DOCUMENT PASSAGE:
Targeting the Neurovascular Unit in Retinal Fibrosis: Mechanisms and Therapeutic Perspectives

Abstract

Retinal fibrosis, a severe complication observed in conditions like age-related macular degeneration and diabetic retinopathy, characterized by aberrant myofibroblast activation and excessive extracellular matrix (ECM) deposition, which ultimately led to irreversible visual impairment. Currently, the mechanisms underlying retinal fibrosis remain unclear and existing treatments remain incompletely understood. Thus, a comprehensive understanding of disease mechanisms, together with the development of innovative therapeutic approaches, is essential for advancing effective treatment strategies. This review systematically examines the pathogenesis of retinal fibrosis from the perspective of the neurovascular unit (NVU), with a particular focus on the roles of endothelial cells, pericytes, and glial cells in fibrotic processes. It highlights key fibrotic mechanisms, including epithelial mesenchymal transition (EMT) as well as macrophage and pericyte-to-myofibroblast transitions (MMT/PMT). It further analyzes the molecular mechanisms that regulate myofibroblast activation and extracellular matrix deposition. Additionally, this review outlines potential therapeutic targets for the treatment of retinal fibrosis.

DATA SECTION:
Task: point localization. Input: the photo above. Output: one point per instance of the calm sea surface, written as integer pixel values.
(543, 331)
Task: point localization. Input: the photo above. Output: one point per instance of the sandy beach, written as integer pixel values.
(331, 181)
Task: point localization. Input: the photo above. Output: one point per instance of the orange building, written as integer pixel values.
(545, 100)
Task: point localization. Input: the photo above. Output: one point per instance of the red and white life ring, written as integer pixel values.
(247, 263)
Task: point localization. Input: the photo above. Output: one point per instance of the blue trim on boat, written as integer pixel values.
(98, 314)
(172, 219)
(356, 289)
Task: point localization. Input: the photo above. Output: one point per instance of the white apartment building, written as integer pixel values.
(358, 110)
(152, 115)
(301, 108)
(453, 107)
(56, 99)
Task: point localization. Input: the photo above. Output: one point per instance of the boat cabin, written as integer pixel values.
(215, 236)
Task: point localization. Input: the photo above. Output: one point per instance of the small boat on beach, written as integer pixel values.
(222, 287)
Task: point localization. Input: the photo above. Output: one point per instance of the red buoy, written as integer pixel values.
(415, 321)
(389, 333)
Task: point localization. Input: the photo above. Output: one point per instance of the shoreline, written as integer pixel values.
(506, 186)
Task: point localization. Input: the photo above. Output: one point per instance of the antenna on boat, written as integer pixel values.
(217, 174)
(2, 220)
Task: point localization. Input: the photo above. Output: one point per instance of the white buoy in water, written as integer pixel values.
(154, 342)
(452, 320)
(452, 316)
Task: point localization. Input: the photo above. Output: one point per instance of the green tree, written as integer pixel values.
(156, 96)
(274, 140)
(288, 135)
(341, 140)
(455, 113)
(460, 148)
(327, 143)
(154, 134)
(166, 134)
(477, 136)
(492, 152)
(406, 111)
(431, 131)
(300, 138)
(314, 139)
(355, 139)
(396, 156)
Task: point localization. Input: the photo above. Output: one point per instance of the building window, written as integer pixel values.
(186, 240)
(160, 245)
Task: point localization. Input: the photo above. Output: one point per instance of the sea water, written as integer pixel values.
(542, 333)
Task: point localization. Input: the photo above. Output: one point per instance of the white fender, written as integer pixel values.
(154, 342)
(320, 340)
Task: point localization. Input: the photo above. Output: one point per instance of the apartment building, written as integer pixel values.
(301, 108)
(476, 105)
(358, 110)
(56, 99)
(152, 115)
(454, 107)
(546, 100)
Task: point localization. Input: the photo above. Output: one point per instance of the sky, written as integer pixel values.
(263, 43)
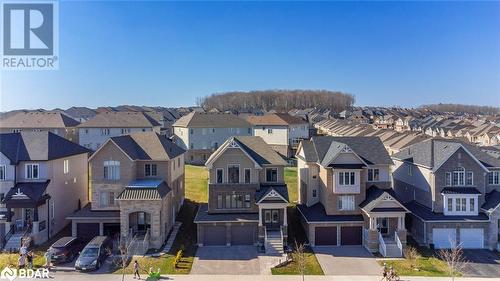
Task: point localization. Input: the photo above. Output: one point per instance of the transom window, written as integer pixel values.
(271, 174)
(151, 170)
(347, 178)
(112, 170)
(32, 171)
(373, 174)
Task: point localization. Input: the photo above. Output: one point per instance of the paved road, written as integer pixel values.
(346, 260)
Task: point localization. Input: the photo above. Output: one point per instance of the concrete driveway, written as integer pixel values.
(240, 260)
(346, 260)
(482, 263)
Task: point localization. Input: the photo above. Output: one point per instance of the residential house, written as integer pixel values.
(247, 196)
(202, 133)
(47, 121)
(137, 189)
(445, 184)
(346, 196)
(281, 131)
(98, 130)
(43, 178)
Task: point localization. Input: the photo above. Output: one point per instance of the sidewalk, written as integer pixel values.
(117, 277)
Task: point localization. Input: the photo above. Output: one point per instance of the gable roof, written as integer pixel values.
(147, 146)
(211, 120)
(434, 152)
(277, 119)
(37, 146)
(120, 119)
(323, 148)
(46, 119)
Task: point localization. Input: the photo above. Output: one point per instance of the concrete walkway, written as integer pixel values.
(117, 277)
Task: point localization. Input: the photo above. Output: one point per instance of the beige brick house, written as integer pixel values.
(137, 189)
(247, 196)
(345, 194)
(43, 178)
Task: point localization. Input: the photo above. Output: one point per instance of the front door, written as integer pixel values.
(272, 219)
(383, 226)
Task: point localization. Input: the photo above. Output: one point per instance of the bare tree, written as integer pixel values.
(455, 260)
(299, 257)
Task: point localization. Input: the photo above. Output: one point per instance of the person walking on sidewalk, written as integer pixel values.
(136, 270)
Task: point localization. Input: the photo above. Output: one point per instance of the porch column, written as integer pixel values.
(285, 222)
(260, 215)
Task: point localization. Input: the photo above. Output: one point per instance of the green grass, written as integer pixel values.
(185, 239)
(196, 183)
(291, 182)
(428, 264)
(312, 267)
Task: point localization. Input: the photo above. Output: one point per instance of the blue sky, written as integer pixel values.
(169, 53)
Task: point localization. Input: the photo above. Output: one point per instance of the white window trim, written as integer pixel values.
(467, 204)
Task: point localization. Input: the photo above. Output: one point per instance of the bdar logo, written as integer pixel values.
(8, 273)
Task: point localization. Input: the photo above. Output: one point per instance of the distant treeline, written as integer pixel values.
(279, 100)
(463, 108)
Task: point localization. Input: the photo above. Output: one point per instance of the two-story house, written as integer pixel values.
(345, 194)
(96, 131)
(137, 189)
(48, 121)
(43, 178)
(202, 133)
(451, 190)
(281, 131)
(247, 196)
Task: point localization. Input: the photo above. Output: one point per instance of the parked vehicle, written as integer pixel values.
(94, 253)
(65, 249)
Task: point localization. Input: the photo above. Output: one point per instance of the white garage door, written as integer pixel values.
(444, 238)
(471, 238)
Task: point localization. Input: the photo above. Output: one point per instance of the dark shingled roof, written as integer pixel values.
(460, 190)
(87, 212)
(317, 213)
(35, 191)
(426, 214)
(148, 146)
(259, 150)
(203, 216)
(37, 146)
(492, 200)
(323, 148)
(266, 188)
(145, 189)
(434, 152)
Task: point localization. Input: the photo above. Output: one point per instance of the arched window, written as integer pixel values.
(459, 176)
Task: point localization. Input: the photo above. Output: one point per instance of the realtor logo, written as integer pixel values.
(30, 35)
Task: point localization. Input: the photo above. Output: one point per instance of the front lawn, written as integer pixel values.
(428, 264)
(185, 239)
(196, 183)
(312, 267)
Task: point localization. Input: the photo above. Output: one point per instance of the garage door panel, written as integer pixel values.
(214, 236)
(472, 238)
(444, 238)
(87, 231)
(351, 235)
(242, 234)
(325, 235)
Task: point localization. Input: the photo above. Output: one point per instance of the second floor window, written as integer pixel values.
(220, 175)
(494, 178)
(150, 170)
(271, 174)
(233, 172)
(2, 172)
(32, 171)
(373, 174)
(347, 178)
(112, 170)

WHAT TO DO:
**1.** In the retinal fibrosis abstract, which two conditions are named as ones in which retinal fibrosis is observed?
**2.** List every cell type that the retinal fibrosis abstract says the review focuses on within the neurovascular unit.

ANSWER SET:
**1.** Age-related macular degeneration and diabetic retinopathy.

**2.** Endothelial cells, pericytes, glial cells